◆ **Testo di partenza**
SALMO RESPONSORIALE (Sl. 95(96)
Rit: Annunciate a tutti i popoli le meraviglie del Signore.

Cantate al Signore un canto nuovo,
cantate al Signore, uomini di tutta la terra.
Cantate al Signore, benedite il suo nome.

Annunciate di giorno in giorno la sua salvezza.
In mezzo alle genti narrate la sua gloria,
a tutti i popoli dite le sue meraviglie.

Date al Signore, o famiglie dei popoli,
date al Signore gloria e potenza,
date al Signore la gloria del suo nome.

Prostratevi al Signore nel suo atrio santo.
Tremi davanti a lui tutta la terra.
Dite tra le genti: «Il Signore regna!».
Egli giudica i popoli con rettitudine.

SECONDA LETTURA
L’unico e medesimo Spirito distribuisce a ciascuno come vuole.

Dalla prima lettera di san Paolo apostolo ai Corìnzi 12,4-11

Fratelli, vi sono diversi carismi, ma uno solo è lo Spirito; vi sono diversi ministeri, ma uno solo è il Signore; vi sono diverse attività, ma uno solo è Dio, che opera tutto in tutti.
A ciascuno è data una manifestazione particolare dello Spirito per il bene comune: a uno infatti, per mezzo dello Spirito, viene dato il linguaggio di sapienza; a un altro invece, dallo stesso Spirito, il linguaggio di conoscenza; a uno, nello stesso Spirito, la fede; a un altro, nell’unico Spirito, il dono delle guarigioni; a uno il potere dei miracoli; a un altro il dono della profezia; a un altro il dono di discernere gli spiriti; a un altro la varietà delle lingue; a un altro l’interpretazione delle lingue.

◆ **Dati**
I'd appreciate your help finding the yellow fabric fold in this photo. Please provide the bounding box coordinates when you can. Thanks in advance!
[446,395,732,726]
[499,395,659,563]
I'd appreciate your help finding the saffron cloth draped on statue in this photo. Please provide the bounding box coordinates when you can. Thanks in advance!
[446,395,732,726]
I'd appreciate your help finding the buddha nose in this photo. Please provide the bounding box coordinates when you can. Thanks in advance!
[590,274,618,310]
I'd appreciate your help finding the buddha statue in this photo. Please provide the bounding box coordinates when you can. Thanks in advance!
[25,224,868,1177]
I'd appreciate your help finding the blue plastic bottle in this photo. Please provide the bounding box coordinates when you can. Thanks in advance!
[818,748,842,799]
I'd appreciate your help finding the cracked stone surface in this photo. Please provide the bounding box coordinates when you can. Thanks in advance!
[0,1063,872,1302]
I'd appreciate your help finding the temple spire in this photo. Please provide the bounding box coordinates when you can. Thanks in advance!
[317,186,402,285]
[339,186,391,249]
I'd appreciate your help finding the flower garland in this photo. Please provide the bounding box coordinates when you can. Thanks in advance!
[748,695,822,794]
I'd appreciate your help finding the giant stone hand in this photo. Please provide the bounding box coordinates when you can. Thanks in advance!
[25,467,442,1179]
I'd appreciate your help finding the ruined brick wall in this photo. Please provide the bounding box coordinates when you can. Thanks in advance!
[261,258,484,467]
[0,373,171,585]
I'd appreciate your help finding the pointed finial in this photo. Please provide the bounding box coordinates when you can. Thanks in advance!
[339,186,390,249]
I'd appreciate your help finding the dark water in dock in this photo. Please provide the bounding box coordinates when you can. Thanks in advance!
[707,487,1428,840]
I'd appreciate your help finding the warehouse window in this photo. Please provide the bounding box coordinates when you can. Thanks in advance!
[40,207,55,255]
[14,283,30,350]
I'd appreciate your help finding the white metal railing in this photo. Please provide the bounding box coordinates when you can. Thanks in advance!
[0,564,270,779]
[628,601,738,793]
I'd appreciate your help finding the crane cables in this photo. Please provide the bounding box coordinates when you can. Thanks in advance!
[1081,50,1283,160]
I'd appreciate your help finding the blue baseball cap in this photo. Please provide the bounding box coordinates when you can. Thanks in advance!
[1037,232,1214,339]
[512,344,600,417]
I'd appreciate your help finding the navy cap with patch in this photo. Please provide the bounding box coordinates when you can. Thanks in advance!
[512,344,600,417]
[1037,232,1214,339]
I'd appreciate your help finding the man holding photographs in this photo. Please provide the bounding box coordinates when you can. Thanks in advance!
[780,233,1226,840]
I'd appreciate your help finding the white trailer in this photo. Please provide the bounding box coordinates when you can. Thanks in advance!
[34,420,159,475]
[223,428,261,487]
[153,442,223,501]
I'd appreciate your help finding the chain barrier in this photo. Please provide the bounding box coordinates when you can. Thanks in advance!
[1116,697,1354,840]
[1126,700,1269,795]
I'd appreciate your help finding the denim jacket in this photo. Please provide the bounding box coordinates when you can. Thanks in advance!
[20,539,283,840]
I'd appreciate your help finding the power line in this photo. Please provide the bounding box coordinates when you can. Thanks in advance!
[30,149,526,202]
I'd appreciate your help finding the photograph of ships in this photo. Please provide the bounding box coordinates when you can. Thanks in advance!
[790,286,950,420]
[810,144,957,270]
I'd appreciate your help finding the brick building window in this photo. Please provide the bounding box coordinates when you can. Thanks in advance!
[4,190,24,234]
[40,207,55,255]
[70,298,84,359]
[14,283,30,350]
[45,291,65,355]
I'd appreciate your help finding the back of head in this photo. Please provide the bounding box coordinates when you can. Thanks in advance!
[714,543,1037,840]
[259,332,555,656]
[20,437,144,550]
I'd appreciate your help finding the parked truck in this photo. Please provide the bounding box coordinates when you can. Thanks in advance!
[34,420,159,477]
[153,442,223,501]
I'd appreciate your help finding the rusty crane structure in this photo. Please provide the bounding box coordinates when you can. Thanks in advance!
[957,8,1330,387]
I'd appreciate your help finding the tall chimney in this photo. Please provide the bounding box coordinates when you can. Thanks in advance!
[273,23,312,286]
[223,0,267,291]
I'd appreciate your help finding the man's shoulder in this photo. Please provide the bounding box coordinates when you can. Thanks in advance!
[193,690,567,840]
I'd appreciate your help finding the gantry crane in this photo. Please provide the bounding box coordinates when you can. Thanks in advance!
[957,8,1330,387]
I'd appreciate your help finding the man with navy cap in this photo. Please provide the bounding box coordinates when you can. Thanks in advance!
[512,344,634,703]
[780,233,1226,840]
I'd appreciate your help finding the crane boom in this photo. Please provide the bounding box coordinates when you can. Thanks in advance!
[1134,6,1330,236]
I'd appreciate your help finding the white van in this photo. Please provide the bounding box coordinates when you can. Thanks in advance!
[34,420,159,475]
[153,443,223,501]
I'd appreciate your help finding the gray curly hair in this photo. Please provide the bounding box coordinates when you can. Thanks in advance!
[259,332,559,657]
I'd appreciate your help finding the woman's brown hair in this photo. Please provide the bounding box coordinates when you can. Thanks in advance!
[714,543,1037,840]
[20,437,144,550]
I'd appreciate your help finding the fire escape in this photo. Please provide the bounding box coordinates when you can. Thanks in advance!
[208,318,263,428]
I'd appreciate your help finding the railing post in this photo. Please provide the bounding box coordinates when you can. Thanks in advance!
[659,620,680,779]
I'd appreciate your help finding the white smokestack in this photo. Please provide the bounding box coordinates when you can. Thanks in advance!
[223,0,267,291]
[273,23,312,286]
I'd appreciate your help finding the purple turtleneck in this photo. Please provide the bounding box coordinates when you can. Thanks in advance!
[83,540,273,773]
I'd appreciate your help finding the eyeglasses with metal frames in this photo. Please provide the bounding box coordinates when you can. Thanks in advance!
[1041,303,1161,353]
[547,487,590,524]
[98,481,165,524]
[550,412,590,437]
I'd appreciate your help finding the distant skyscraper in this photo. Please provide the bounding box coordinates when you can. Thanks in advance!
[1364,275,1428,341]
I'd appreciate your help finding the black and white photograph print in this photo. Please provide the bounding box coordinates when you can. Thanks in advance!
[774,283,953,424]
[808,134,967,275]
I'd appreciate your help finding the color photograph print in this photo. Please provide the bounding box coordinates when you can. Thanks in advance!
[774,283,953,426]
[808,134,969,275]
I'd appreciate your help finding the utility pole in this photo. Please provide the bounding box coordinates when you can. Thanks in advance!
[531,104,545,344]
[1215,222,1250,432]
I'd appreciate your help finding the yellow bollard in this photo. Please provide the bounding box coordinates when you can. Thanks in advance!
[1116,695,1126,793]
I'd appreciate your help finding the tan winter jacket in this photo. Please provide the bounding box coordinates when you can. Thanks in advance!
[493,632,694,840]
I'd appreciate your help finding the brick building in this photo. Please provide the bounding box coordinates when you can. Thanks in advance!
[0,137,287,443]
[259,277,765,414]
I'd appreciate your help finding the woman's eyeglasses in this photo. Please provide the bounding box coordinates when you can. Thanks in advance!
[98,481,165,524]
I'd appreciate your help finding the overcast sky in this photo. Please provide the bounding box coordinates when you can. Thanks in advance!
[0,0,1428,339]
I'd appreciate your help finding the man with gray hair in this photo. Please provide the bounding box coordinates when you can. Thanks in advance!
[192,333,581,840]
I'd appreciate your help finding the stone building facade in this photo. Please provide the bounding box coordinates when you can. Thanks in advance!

◆ **Compito A**
Traduci in inglese questa frase del testo liturgico: «Prostratevi al Signore nel suo atrio santo.»
◆ **Compito B**
Restituisci, copiandolo senza modifiche, tutto il testo liturgico che va da "SECONDA LETTURA" giù fino a "tutto in tutti.".
Le righe sono materiale a sé stante, separato dal testo liturgico.

◆ **Risposta attesa A**
Bow down to the Lord in his holy court.

◆ **Risposta attesa B**
SECONDA LETTURA
L’unico e medesimo Spirito distribuisce a ciascuno come vuole.

Dalla prima lettera di san Paolo apostolo ai Corìnzi 12,4-11

Fratelli, vi sono diversi carismi, ma uno solo è lo Spirito; vi sono diversi ministeri, ma uno solo è il Signore; vi sono diverse attività, ma uno solo è Dio, che opera tutto in tutti.